━━ Texto propuesto

Toda la locura encerrada en la Muralla de Lugo

Toda la locura encerrada en la Muralla de Lugo

Ocurrencias Delirantes

23 de febrero de 2012

AL TROTE V

   Y de modo inexorable, el tiempo fue transcurriendo y con él la perenne sucesión de estaciones. Vino un amargo otoño al que siguió un lánguido invierno. Y otra nueva primavera henchida de flores, incluso para el viejo peral, aunque no para su alma, atribulada en dolorosas reviviscencias de dulces momentos perdidos para siempre. Y, después, otro verano con el habitual regreso de los negros vencejos que antaño habían acariciado sus ilusiones. ¿Cuántos volvían a contemplarle caminando sobre el adarve?; ¿a cuántos había pedido que fueran a llamar a gritos a su amada ante su ventana?. ¿Cuántos habían nacido entre los sillares de la Muralla mientras él la buscaba febrilmente?. Una nostalgia a veces dulce y siempre agria le invadía hasta llevarle a una embriaguez dolorosa que poco a poco lo iba corroyendo por dentro. Y, por fin, otro ciclo de estaciones sin que su alma hubiera florecido.


   Y así, pasó a engrosar el censo de almas en pena que se dedican a patear el adarve de la Muralla de Lugo. Sumergido en sus músicas, buscaba en esos largos paseos un bálsamo liviano para su espíritu dolorido. Un recordar para volver a vivir. Ora inmerso en diálogos imaginarios, ora en amargas porfías y trifulcas. Siempre solo. Buscando un poco de luz y sintiendo reavivar sus ilusiones aunque fuera con un  ocasional destello de estrella fugaz, o una efímera aparición de su silueta en una ventana.

    Con el tiempo acabó conociendo y saludando a muchos asiduos caminantes: la chica de las enormes gafas de sol que siempre paseaba con los labios apretados en una expresión enigmática e invariable, el dueño de un perro chow–chow color canela, con su pelo esponjado y su lengua azulada fuera, la pareja madura cogida de la mano, el caballero que caminaba a paso vivo y se echaba a trotar en las cuestas abajo con unos zapatos viejos que en su día fueron de domingo, la señora Florinda con su mandilón gris de cuadros… En fin, ahora él era también otro asiduo paseante de la Muralla, otro alma atrapada en este singular monumento bimilenario.

━━━━
━━ Contenido de los registros

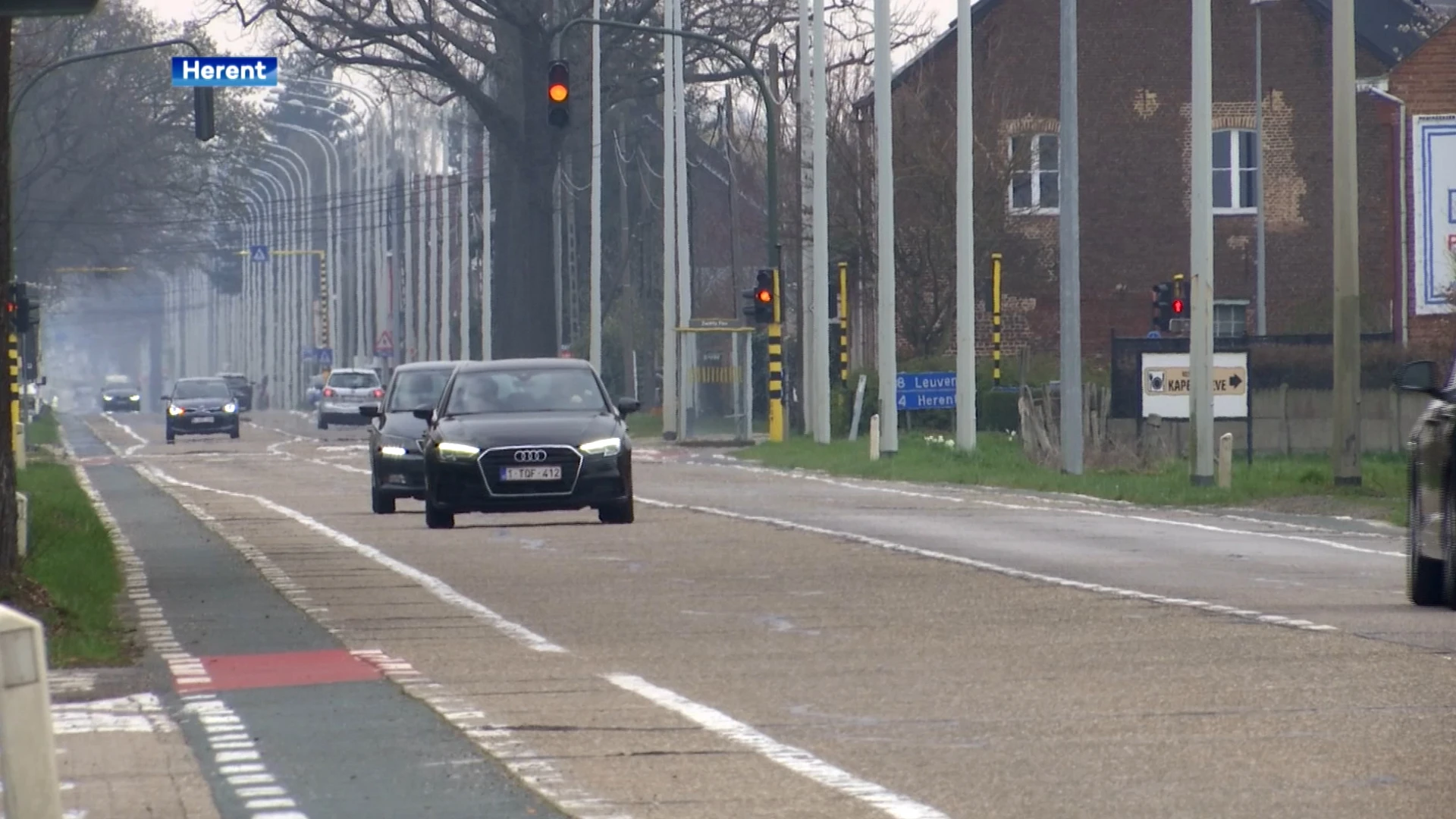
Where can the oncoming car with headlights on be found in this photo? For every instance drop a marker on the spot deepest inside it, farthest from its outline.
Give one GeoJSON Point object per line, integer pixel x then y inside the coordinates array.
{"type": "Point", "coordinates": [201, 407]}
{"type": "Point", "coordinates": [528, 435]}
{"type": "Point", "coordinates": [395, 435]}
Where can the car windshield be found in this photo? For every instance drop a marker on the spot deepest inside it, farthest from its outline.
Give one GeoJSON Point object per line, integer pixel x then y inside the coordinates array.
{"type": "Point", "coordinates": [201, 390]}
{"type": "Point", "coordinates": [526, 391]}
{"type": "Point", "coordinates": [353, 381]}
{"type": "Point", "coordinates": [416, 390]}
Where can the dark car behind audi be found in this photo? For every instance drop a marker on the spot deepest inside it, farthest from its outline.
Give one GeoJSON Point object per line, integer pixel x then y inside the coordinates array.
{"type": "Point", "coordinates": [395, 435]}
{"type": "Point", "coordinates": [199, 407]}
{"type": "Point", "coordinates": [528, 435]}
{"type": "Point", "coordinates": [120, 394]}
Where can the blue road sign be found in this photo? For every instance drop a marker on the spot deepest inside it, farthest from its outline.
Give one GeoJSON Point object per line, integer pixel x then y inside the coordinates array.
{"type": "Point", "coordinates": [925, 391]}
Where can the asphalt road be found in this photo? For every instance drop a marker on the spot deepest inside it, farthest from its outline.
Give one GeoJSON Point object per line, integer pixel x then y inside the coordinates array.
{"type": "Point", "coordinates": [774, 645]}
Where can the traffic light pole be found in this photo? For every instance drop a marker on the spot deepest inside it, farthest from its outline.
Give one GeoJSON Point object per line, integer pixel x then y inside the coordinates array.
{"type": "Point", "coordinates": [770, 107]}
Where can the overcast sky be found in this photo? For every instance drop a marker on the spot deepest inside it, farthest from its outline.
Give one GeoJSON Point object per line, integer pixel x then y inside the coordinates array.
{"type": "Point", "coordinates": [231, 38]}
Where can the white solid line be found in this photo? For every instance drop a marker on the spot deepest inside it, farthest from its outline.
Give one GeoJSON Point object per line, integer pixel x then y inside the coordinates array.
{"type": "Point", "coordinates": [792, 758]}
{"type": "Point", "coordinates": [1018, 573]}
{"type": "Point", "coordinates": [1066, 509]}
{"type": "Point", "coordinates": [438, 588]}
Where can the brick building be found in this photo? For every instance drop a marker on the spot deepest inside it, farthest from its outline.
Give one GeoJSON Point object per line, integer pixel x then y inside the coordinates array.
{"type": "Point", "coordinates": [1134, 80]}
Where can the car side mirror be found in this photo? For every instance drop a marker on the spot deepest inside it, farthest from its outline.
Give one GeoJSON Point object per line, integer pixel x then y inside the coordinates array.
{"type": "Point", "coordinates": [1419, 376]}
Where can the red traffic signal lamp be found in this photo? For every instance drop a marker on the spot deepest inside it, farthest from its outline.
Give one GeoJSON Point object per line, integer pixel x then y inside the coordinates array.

━━━━

Tareas propuestas →
- 1) Vuelve a escribir todo lo que va desde "Y así, pasó" hasta "en una ventana." en el texto sobre la Muralla de Lugo, cambiando "adarve" por "paseo de ronda".
- 2) Reproduce cada línea de los registros que contenga la cadena "traffic", teniendo en cuenta las mayúsculas y minúsculas.

Respuestas del ejercicio →
- 1)
Y así, pasó a engrosar el censo de almas en pena que se dedican a patear el paseo de ronda de la Muralla de Lugo. Sumergido en sus músicas, buscaba en esos largos paseos un bálsamo liviano para su espíritu dolorido. Un recordar para volver a vivir. Ora inmerso en diálogos imaginarios, ora en amargas porfías y trifulcas. Siempre solo. Buscando un poco de luz y sintiendo reavivar sus ilusiones aunque fuera con un  ocasional destello de estrella fugaz, o una efímera aparición de su silueta en una ventana.

- 2)
Where can the traffic light pole be found in this photo? For every instance drop a marker on the spot deepest inside it, farthest from its outline.
Where can the red traffic signal lamp be found in this photo? For every instance drop a marker on the spot deepest inside it, farthest from its outline.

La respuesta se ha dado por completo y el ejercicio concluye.